§ EXERCISE AIM: Convert the records into a Markdown table with the columns Row and Line. Begin with the line containing "of the coiled" and continue through the line containing "(1298, 566)", including both of those lines, numbering each row and leaving out blank lines.

§ THE RECORDS:
++++++++

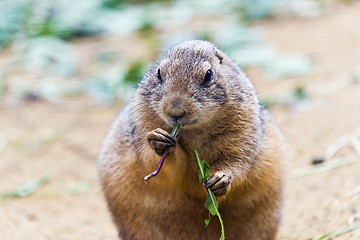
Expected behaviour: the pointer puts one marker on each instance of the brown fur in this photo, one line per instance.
(224, 121)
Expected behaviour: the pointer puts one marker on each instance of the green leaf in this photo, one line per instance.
(211, 202)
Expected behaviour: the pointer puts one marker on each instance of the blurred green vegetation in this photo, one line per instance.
(41, 34)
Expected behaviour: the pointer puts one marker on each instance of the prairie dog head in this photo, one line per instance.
(191, 84)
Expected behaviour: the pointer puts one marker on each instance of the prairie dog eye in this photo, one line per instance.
(208, 77)
(158, 75)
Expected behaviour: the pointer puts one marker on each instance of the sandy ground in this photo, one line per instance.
(63, 139)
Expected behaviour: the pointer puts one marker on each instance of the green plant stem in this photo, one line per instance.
(217, 214)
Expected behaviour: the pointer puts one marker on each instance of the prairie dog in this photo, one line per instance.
(198, 86)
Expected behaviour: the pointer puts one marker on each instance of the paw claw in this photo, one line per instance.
(159, 140)
(219, 183)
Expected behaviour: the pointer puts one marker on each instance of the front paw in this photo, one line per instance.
(219, 183)
(160, 140)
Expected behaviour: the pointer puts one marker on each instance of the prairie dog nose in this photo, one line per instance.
(175, 108)
(176, 112)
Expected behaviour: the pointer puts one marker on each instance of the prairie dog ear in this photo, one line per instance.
(220, 55)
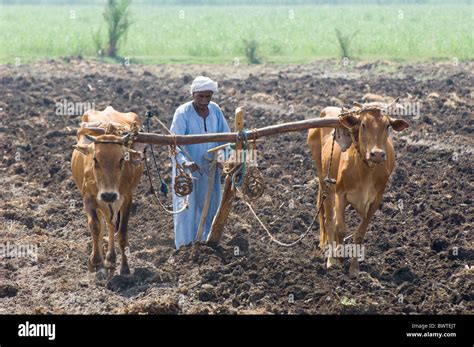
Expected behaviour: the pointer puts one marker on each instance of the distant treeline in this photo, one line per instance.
(240, 2)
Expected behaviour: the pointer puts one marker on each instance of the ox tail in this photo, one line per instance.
(315, 145)
(323, 236)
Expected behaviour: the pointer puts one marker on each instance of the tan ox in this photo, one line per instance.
(362, 163)
(107, 171)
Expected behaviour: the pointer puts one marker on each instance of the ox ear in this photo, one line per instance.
(349, 121)
(84, 148)
(398, 124)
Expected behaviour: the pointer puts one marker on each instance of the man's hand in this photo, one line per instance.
(190, 165)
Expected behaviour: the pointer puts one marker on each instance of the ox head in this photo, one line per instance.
(109, 159)
(370, 126)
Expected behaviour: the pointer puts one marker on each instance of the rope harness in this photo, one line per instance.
(255, 184)
(181, 188)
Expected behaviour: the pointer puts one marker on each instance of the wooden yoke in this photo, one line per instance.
(228, 194)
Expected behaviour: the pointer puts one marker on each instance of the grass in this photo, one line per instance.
(283, 34)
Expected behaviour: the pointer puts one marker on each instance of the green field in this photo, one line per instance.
(205, 34)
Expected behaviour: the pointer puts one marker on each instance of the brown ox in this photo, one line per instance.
(106, 171)
(362, 163)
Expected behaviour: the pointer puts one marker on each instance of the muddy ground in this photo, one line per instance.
(419, 252)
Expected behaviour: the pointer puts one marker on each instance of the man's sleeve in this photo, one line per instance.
(178, 127)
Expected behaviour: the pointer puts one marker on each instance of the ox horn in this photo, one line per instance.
(91, 138)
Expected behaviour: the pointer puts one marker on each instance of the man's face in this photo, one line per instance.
(202, 99)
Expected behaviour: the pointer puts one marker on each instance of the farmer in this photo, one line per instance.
(198, 116)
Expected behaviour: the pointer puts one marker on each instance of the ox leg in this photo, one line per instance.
(341, 226)
(123, 236)
(329, 222)
(96, 261)
(359, 236)
(110, 257)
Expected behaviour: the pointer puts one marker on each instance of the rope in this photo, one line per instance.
(152, 189)
(327, 181)
(164, 187)
(239, 174)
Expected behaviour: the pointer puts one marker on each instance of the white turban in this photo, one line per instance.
(202, 83)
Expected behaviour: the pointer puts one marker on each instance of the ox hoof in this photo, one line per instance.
(94, 264)
(101, 275)
(124, 269)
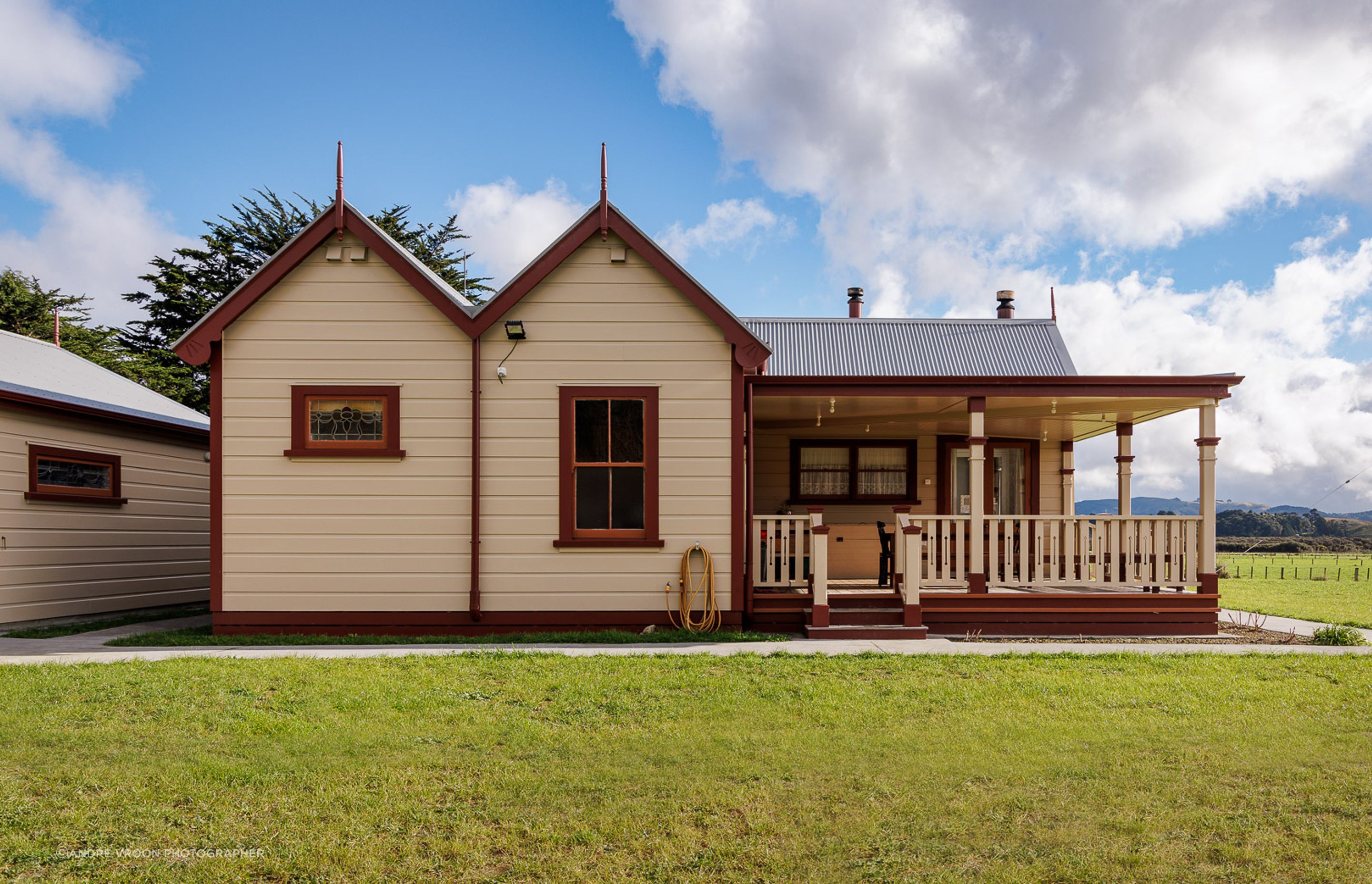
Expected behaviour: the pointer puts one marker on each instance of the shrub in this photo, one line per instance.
(1340, 634)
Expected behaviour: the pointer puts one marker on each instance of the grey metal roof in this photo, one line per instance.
(41, 370)
(913, 348)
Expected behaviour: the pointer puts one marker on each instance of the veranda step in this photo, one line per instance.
(863, 600)
(861, 631)
(866, 617)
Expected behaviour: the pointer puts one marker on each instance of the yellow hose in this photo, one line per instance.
(691, 591)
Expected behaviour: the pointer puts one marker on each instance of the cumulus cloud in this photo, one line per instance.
(95, 234)
(1130, 122)
(509, 228)
(733, 224)
(950, 145)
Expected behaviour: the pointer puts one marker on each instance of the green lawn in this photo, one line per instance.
(202, 636)
(537, 768)
(1330, 600)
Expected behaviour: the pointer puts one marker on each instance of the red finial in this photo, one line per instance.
(338, 197)
(604, 195)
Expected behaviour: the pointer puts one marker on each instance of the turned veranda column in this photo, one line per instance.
(1124, 467)
(978, 486)
(1209, 583)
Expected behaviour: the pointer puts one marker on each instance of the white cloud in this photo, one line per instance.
(511, 228)
(1128, 122)
(948, 145)
(95, 235)
(733, 224)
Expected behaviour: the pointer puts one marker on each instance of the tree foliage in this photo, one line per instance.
(189, 285)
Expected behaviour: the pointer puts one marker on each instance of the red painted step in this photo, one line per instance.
(866, 632)
(866, 617)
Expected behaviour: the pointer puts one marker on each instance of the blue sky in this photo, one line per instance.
(1195, 194)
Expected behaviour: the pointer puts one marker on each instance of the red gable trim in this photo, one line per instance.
(748, 351)
(195, 348)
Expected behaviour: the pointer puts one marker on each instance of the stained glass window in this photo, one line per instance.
(69, 474)
(348, 421)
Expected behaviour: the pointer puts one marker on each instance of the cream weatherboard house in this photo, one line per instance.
(387, 458)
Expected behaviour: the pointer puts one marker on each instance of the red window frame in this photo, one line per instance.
(106, 497)
(567, 532)
(303, 447)
(852, 496)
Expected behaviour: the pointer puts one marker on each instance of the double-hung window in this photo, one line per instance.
(608, 491)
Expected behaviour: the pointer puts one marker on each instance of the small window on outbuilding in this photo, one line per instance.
(61, 474)
(345, 422)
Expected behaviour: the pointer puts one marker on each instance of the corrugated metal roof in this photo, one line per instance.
(894, 346)
(43, 370)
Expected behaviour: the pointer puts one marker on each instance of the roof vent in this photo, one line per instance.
(855, 304)
(1005, 305)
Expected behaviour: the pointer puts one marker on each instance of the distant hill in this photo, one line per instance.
(1150, 506)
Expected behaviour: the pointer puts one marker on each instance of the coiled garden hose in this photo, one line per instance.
(689, 591)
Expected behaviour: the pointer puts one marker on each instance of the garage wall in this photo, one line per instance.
(65, 559)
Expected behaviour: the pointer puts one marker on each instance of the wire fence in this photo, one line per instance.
(1298, 566)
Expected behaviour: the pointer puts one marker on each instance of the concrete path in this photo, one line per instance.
(1276, 623)
(90, 647)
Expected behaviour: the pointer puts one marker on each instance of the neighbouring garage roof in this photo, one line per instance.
(38, 370)
(911, 348)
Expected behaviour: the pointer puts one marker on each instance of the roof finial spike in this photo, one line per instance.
(338, 197)
(604, 195)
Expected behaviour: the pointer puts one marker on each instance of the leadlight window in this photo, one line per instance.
(610, 467)
(840, 471)
(68, 474)
(348, 421)
(74, 475)
(343, 421)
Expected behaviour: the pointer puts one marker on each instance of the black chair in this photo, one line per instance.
(887, 558)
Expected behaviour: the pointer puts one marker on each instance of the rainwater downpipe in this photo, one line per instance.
(474, 604)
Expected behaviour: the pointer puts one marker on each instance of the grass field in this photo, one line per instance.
(1282, 585)
(202, 636)
(530, 768)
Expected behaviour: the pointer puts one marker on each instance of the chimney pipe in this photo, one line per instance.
(1005, 305)
(855, 304)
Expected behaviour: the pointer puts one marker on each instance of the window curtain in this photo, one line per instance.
(881, 471)
(824, 471)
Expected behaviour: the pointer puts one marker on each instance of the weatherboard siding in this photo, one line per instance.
(592, 321)
(346, 534)
(66, 559)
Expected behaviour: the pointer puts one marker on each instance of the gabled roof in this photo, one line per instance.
(36, 372)
(748, 351)
(913, 348)
(195, 345)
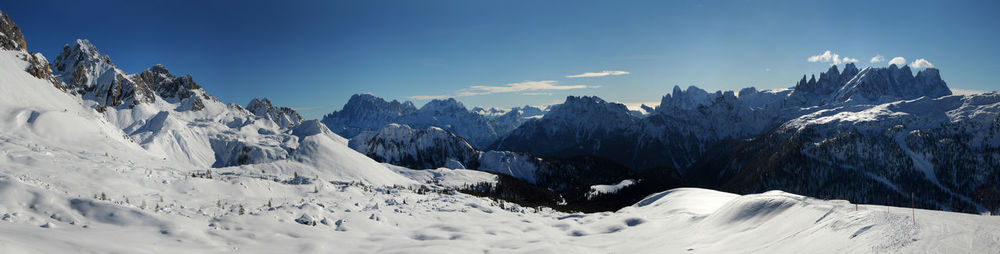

++++++++

§ EXERCISE OUTPUT:
| Row | Line |
|---|---|
| 1 | Expected behaviour: the pointer puts one marker on each instance of the coiled garden hose in this photo, one line per instance. |
| 2 | (689, 591) |
| 3 | Expected behaviour: the pointer puts one marker on each instance of the garage wall in this photo, one line per instance. |
| 4 | (65, 559) |
| 5 | Expected behaviour: the pointer puts one marker on each instance of the wire fence in this photo, one line per instance. |
| 6 | (1298, 566) |